■ Source excerpt ■
You can compare the similarity of two distributions (here two normal distributions, group_test and group_ref) utilizing an adjusted Area Under the Curve (AUC*) measure ranging from -0.5 to 0.5, as introduced in [Breimann25]. Provide only feature matrix X and its respective group labels to the comp_auc_adjusted function:

import numpy as np
import seaborn as sns
import matplotlib.pyplot as plt
import aaanalysis as aa
# Generate random data for two groups
group_test = np.random.normal(-2, 0.5, 1000)  # Mean = -2, Std = 0.5, 1000 samples
group_ref = np.random.normal(2, 0.5, 1000)  # Mean = 2, Std = 0.5, 1000 samples

# Combine data into a single dataset and reshape it
X = np.hstack([group_test, group_ref]).reshape(-1, 1)  # Reshape to 2D array
labels = np.array([1]*1000 + [0]*1000)

■ Stored rows ■
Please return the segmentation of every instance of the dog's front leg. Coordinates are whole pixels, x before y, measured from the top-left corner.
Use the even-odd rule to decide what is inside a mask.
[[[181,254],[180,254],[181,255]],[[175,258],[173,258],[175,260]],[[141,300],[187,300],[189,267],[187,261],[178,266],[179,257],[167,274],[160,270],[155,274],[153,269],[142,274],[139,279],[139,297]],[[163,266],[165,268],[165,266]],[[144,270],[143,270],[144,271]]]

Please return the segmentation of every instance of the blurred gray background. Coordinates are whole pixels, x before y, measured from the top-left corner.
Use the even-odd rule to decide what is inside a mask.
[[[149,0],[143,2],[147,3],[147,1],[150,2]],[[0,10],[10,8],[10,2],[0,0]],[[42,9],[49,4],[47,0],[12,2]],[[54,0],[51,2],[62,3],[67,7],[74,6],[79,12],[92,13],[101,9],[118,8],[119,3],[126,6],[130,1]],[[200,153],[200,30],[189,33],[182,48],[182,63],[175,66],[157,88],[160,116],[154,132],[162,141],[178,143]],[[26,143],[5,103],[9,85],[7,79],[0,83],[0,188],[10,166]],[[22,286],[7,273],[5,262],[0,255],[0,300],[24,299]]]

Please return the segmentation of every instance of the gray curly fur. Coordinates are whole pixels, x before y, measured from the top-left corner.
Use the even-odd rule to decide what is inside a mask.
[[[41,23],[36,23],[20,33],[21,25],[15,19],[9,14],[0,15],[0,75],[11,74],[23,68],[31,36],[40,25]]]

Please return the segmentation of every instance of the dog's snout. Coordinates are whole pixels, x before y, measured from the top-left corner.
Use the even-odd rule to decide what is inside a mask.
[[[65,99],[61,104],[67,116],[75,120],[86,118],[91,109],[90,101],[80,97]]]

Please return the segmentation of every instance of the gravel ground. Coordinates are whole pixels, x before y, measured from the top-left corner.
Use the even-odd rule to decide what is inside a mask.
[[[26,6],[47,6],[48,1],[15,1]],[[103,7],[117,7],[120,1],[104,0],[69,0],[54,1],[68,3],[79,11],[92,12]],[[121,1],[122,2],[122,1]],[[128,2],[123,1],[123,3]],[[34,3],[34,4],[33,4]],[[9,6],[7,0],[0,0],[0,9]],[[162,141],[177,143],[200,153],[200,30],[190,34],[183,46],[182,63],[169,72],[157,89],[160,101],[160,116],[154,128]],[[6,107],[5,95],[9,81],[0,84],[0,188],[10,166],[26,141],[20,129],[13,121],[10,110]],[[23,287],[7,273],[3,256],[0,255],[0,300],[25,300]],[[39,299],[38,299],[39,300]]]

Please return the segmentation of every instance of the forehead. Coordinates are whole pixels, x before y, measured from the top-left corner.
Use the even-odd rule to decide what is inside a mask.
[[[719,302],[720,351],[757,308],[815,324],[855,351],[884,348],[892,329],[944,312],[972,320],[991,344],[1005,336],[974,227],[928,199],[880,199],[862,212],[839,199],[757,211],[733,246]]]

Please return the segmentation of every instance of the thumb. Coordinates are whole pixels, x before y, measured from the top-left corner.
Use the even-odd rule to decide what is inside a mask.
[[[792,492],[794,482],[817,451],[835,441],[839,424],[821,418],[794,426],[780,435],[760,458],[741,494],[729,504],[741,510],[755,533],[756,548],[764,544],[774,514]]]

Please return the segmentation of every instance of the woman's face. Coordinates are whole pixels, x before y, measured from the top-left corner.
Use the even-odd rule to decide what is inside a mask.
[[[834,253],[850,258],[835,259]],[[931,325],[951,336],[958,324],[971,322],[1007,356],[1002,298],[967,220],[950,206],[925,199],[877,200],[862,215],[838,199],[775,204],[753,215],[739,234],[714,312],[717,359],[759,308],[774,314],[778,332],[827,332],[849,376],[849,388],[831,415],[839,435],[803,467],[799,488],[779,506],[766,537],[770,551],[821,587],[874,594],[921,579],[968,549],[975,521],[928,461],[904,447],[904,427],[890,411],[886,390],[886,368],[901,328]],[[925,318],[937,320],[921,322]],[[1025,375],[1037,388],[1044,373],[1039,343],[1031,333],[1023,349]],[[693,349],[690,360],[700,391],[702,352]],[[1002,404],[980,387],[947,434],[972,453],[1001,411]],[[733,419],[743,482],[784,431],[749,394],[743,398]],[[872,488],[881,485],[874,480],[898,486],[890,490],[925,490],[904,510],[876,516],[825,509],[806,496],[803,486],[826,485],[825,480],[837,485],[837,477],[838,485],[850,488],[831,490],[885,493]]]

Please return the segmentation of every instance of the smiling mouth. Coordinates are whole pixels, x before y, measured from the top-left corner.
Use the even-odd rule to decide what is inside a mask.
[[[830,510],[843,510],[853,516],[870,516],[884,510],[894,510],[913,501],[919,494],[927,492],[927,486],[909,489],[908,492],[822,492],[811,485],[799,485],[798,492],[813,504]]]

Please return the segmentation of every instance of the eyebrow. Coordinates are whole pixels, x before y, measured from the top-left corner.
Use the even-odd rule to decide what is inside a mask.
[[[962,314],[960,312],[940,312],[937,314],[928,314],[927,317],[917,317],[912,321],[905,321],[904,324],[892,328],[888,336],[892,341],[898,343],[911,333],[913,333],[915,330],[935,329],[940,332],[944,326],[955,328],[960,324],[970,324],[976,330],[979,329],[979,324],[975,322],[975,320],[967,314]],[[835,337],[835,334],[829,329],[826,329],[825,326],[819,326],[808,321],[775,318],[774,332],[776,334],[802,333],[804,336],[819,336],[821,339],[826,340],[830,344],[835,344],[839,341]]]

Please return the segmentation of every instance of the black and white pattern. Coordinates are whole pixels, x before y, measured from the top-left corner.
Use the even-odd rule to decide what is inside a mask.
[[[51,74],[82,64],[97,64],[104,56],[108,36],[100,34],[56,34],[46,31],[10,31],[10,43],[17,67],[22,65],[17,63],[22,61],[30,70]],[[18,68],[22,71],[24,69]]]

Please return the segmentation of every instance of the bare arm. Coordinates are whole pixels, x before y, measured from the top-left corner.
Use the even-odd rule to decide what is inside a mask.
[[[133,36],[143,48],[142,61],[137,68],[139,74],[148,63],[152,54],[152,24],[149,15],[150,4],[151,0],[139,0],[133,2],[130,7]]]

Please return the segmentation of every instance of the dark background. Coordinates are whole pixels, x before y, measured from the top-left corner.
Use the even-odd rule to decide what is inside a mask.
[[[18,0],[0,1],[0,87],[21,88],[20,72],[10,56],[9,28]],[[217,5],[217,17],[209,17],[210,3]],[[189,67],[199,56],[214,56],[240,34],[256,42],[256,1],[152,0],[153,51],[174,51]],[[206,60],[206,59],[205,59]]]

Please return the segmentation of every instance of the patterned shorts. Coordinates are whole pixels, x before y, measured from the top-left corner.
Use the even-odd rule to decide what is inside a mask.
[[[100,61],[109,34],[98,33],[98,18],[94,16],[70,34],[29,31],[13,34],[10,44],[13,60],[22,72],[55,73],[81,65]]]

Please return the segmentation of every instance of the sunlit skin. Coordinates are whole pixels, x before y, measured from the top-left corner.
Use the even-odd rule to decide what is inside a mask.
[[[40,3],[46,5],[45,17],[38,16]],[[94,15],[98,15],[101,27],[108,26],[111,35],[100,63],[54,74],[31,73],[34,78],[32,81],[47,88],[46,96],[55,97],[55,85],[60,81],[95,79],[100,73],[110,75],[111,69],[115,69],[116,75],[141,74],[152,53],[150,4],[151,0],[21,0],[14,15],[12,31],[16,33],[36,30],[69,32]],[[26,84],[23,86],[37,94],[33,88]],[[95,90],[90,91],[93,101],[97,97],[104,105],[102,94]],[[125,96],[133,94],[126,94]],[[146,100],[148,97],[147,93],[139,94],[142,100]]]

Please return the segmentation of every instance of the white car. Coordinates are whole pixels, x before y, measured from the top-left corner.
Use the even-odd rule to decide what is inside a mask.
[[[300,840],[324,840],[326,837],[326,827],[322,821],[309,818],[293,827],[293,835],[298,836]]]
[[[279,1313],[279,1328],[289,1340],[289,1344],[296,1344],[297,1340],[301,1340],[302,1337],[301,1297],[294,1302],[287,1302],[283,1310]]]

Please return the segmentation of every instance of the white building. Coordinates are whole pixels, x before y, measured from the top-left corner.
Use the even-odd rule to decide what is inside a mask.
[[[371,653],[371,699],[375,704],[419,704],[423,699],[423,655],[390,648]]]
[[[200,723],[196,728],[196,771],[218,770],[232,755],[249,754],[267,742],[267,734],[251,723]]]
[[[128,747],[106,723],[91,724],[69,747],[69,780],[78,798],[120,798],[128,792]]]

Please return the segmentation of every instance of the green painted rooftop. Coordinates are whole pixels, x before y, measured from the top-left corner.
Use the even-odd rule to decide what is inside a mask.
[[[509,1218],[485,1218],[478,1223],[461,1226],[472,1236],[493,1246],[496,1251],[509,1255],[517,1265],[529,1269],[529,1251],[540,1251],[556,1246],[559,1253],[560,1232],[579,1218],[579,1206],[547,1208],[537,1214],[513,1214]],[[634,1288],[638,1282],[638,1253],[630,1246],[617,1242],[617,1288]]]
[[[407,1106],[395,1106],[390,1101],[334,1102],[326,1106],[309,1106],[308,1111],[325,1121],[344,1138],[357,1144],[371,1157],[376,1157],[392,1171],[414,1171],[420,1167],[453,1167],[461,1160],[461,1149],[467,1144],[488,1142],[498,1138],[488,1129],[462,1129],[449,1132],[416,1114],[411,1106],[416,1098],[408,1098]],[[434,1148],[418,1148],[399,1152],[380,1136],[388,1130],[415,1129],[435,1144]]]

■ Exercise description ■
In the AUC* excerpt, why are group_test and group_ref put together and reshaped before use? Answer in one to three sentences.

■ The solution ■
The comp_auc_adjusted function takes only a feature matrix X and its group labels. So the two groups are stacked into a single dataset and reshaped into a 2D array to form X. The labels array marks the first 1000 values (group_test) as 1 and the last 1000 (group_ref) as 0.